* _Provided passage_
::::
In order to achieve this, a performance analysis is made on various configurations of the MicroBlaze processor (by enabling or disabling optional modules). Thus, the optional modules used are: Barrel Shifter (wrote B) 32-bit multiplier (wrote M), hardware divider (wrote D) pipeline depth (wrote O, 5 levels for O deactivated and three levels for O activated). In terms of software, the compiler allows three optimization levels: 1 = low level software optimization, m = medium level software optimization, h = high level software optimization.

For the image filtering application, as we see in chart 1, the only significant improvement on both the execution time (represented graphically as a value inversely related to performance) and the logic resources used (lower score is better) is obtained at the activation of 32-bit multiplier and other configurations that use this option. Therefore, the best performance is achieved using the configuration B + M + D with a score of 1.48 for performance, 1.09 for logic resources and 1.29 for dynamic power, while the optimal configuration regarding the consumption of logic resources is B + M + D + O with a performance score of 1.45 (corresponding to a total filtering time of 3251.67 ms) 0.89 for logic resources and 1.68 for dynamic power.
::::
* _Set exercise A_
In the passage on MicroBlaze processor configurations, what total filtering time corresponds to the B + M + D + O configuration?
::::
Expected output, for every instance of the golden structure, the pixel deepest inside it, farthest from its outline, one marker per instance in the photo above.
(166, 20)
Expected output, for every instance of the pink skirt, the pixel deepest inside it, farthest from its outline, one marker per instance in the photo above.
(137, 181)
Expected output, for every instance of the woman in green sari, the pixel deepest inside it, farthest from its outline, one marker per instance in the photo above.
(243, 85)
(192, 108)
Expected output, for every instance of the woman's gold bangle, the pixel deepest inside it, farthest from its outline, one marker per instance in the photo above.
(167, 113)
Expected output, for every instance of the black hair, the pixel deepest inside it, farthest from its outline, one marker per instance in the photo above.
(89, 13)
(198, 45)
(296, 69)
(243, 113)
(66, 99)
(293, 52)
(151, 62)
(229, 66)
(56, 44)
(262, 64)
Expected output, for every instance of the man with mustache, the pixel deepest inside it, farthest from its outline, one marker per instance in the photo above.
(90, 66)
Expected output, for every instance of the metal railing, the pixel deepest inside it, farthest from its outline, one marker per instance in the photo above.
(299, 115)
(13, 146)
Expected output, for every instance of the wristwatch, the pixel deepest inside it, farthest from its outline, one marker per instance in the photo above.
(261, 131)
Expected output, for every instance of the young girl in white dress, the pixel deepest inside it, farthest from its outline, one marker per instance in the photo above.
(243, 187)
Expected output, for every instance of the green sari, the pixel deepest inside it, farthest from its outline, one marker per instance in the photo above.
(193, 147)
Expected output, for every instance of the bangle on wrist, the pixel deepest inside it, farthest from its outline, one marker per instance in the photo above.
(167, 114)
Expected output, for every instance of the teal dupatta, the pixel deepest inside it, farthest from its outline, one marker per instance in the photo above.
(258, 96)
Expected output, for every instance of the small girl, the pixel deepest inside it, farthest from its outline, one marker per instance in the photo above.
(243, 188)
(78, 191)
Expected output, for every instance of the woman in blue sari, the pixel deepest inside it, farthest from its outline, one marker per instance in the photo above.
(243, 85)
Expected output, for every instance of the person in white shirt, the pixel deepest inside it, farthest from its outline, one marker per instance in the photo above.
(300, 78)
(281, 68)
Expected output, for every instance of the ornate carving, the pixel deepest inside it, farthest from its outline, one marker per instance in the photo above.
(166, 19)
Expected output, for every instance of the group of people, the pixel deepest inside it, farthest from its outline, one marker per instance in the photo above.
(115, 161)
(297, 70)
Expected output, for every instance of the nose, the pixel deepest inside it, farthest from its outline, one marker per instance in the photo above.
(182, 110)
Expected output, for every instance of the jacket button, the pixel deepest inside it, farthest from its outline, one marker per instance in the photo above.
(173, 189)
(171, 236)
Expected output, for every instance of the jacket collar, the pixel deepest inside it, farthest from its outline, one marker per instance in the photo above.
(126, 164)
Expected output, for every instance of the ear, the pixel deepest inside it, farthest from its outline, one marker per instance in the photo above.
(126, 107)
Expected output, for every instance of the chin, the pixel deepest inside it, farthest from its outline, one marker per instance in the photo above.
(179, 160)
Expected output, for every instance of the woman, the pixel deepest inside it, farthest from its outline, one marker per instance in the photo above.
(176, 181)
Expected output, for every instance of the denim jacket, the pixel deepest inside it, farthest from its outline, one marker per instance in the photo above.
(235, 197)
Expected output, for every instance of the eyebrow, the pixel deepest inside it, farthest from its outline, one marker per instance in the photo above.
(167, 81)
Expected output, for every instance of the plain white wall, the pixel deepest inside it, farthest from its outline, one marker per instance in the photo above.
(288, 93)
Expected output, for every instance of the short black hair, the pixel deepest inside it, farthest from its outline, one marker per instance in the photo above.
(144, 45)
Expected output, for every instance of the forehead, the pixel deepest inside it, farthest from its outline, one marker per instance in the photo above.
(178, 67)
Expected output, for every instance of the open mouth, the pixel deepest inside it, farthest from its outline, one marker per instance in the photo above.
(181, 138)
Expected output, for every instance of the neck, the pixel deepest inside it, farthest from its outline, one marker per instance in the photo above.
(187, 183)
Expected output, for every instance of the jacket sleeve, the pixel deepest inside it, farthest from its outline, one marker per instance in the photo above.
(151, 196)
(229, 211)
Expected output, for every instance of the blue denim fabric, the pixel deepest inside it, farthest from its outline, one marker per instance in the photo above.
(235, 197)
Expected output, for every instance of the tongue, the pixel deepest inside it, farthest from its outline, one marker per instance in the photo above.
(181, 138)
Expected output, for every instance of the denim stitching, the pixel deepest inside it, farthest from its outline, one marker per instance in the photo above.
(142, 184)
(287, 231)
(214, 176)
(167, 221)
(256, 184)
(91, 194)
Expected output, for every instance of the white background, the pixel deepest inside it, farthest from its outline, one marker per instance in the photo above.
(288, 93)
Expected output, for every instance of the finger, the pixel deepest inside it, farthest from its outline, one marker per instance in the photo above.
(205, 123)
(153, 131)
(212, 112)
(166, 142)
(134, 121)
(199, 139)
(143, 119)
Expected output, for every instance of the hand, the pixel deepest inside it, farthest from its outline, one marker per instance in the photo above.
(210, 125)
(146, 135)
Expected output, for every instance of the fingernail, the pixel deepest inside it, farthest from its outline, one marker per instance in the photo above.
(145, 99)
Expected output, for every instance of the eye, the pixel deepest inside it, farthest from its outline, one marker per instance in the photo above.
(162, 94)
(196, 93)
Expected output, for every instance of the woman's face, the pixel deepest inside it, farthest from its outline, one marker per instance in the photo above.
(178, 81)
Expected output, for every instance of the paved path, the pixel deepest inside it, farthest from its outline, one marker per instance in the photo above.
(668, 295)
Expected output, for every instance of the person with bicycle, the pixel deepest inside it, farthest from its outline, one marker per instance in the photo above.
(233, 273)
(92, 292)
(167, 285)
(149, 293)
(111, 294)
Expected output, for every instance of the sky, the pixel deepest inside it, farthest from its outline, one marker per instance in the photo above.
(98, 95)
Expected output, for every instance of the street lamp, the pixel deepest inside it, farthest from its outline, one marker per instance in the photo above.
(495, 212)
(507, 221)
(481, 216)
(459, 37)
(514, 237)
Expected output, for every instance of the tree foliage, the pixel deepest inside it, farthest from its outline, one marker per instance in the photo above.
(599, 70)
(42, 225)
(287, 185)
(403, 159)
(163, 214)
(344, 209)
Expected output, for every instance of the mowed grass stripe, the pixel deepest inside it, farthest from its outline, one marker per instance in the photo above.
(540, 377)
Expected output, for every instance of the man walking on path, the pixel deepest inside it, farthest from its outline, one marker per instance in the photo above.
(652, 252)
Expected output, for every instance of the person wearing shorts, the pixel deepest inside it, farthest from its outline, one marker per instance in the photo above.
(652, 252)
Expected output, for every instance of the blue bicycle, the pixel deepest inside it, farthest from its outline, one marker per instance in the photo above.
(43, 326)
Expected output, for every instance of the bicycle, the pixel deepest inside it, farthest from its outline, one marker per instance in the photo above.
::::
* _Set exercise B_
Extract the lines of the listing word for word, starting at the line that contains "Expected output, for every instance of the woman's face, the" and continuing up to and including the final line of the listing.

* _Correct answer A_
3251.67 ms

* _Correct answer B_
Expected output, for every instance of the woman's face, the pixel deepest inside it, farthest from its outline, one marker per instance in the photo above.
(178, 81)
Expected output, for every instance of the paved path, the pixel deepest inside it, farthest from its outline, one marker per instance in the photo above.
(668, 295)
Expected output, for every instance of the person with bicycle, the pixel deepest inside it, farthest from its outline, one marker per instance in the photo above.
(233, 273)
(92, 292)
(167, 285)
(149, 293)
(111, 294)
Expected output, for every instance of the sky, the pixel deepest inside it, farthest from its outline, one marker per instance in the photo above.
(98, 95)
Expected output, for every instance of the street lamp, the pixel deepest inside it, farthest from its outline, one marker per instance in the photo above.
(495, 212)
(507, 221)
(481, 216)
(459, 37)
(514, 237)
Expected output, for every instance of the tree foliage, the pixel deepest inside it, farthest from its outline, one marker per instance in the photo above.
(599, 70)
(42, 225)
(287, 185)
(403, 159)
(163, 214)
(344, 209)
Expected output, for every instance of the mowed grass stripe, the pixel deepest inside it, farthest from its outline, one marker per instance in the photo above.
(540, 377)
Expected output, for every instance of the man walking on path, the pixel deepest inside it, farthest from its outline, one marker per instance in the photo above.
(652, 252)
Expected output, for every instance of the person wearing shorts, the pixel deepest inside it, farthest from its outline, one marker per instance in the photo above.
(652, 252)
Expected output, for every instance of the blue bicycle, the pixel deepest inside it, farthest from its outline, one marker per instance in the photo above.
(43, 326)
Expected output, for every instance of the bicycle, the pixel deepest inside it, farthest from its outline, one marker per instance in the photo above.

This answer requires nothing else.